PAGE |

╭──

# What is your hair texture?



## geisterhund (Mar 19, 2016)

My hair thick and wavy brown hair.


----------



## charlie.elliot (Jan 22, 2014)

What about kinky?

Also I picked wavy and thick, but really "bushy" is a better term, and just FYI it's the worst.


----------



## Blue Ribbon (Sep 4, 2016)

I wonder what kind of hair most people have? I assume it's just straight. Makes me wish I had curlier hair, though.


----------



## geisterhund (Mar 19, 2016)

Blue Ribbon said:


> I wonder what kind of hair most people have? I assume it's just straight. Makes me wish I had curlier hair, though.


Considering that Asia has the highest amount of people in the world and a vast majority of them tend to have straight hair, I also think that most people out of the 7 billion living right now tend to have straight hair.

I also see a lot of Nordics and Slavs (who are part of Caucasian populations) with straight hair.


----------



## la_revolucion (May 16, 2013)

I said wavy and thick... Though each individual strand of my hair is actually very fine. I just have A LOT of hair. That's why my hair is actually more on the frizzy side sadly.


----------



## Red Panda (Aug 18, 2010)

la_revolucion said:


> I said wavy and thick... Though each individual strand of my hair is actually very fine. I just have A LOT of hair. That's why my hair is actually more on the frizzy side sadly.


Like me. It's wavy and each hair very thin but every hairdresser ever has agreed that I have A LOT of it. 
They don't frizz very much tho. Frizzy hair depends on the conditioner you use, the brush and if you blow dry it.

╰──

[Object location annotation data]

╭──

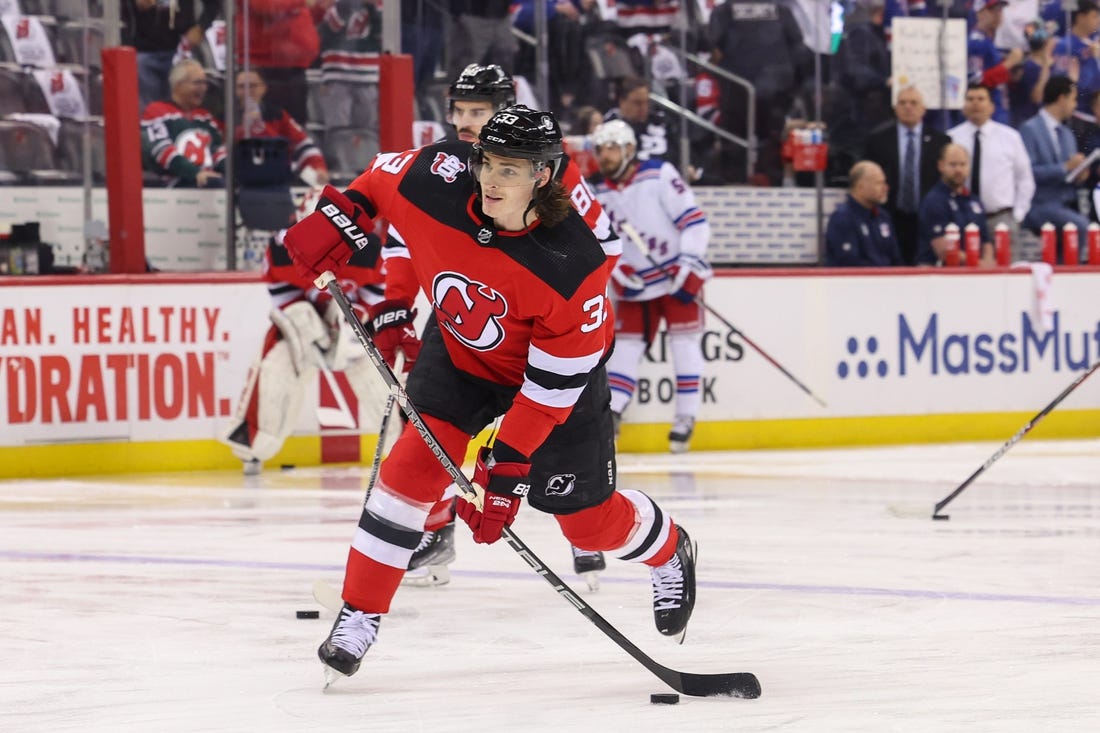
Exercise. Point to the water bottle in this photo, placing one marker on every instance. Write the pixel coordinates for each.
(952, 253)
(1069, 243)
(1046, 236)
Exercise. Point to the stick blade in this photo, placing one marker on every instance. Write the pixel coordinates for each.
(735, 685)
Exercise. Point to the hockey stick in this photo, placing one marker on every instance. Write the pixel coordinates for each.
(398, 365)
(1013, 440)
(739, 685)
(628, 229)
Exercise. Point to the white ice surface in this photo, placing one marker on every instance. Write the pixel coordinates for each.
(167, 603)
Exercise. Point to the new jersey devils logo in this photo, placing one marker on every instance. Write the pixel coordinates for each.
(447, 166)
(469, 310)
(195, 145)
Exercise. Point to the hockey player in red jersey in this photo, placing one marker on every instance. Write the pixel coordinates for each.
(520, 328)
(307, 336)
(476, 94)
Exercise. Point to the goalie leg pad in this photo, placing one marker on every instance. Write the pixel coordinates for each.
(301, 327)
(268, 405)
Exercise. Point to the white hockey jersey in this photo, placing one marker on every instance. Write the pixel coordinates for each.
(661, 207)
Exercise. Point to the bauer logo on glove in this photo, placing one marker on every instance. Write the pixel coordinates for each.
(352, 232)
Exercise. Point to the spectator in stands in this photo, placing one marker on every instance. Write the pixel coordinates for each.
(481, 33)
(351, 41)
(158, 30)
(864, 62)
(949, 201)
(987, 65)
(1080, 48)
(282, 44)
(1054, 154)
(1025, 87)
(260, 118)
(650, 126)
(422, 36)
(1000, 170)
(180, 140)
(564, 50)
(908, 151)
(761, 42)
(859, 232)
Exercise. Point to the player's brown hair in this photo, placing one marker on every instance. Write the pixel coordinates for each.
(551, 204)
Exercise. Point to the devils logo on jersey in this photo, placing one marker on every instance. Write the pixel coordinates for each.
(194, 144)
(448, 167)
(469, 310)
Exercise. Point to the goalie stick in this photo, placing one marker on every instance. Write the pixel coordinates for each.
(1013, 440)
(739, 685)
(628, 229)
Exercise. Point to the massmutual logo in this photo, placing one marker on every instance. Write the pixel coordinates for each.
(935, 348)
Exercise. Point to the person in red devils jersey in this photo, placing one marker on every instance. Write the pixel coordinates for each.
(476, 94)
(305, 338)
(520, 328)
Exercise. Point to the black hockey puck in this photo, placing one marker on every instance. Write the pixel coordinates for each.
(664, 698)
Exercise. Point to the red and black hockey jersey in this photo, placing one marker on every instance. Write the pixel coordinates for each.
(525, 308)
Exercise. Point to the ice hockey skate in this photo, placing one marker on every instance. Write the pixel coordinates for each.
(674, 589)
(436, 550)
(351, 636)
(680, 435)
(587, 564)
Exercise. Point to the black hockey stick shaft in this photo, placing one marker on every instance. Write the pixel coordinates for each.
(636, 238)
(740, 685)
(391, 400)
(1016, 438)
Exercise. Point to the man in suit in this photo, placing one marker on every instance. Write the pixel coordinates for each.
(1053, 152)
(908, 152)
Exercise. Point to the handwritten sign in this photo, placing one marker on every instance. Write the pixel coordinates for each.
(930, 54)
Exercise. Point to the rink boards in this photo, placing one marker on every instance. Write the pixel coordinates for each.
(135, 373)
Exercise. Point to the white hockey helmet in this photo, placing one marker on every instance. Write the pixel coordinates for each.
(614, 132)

╰──

YOUR TASKS |
A. In the hair texture thread, why does geisterhund think most people alive today have straight hair?
B. Answer these questions from the hair texture thread:
(i) What word does charlie.elliot call a better term than the "wavy and thick" option they picked?
(ii) What does Blue Ribbon assume most people's hair is like?
(iii) According to Red Panda, what does frizzy hair depend on?
C. Summarize the hair texture thread in two sentences.

RESULTS OF THE TASKS |
A. Geisterhund points out that Asia has the largest population in the world and that a vast majority of people there tend to have straight hair. Geisterhund adds that many Nordics and Slavs also have straight hair.

B.
(i) "Bushy."
(ii) Straight.
(iii) The conditioner you use, the brush, and whether you blow-dry it.

C. Forum members describe their hair textures: several call their hair wavy and thick, one says "bushy" is a better word, and two say each strand is fine but they have a lot of hair. They also guess that most people have straight hair because Asia is so populous, and one member says frizz depends on conditioner, brush, and blow-drying.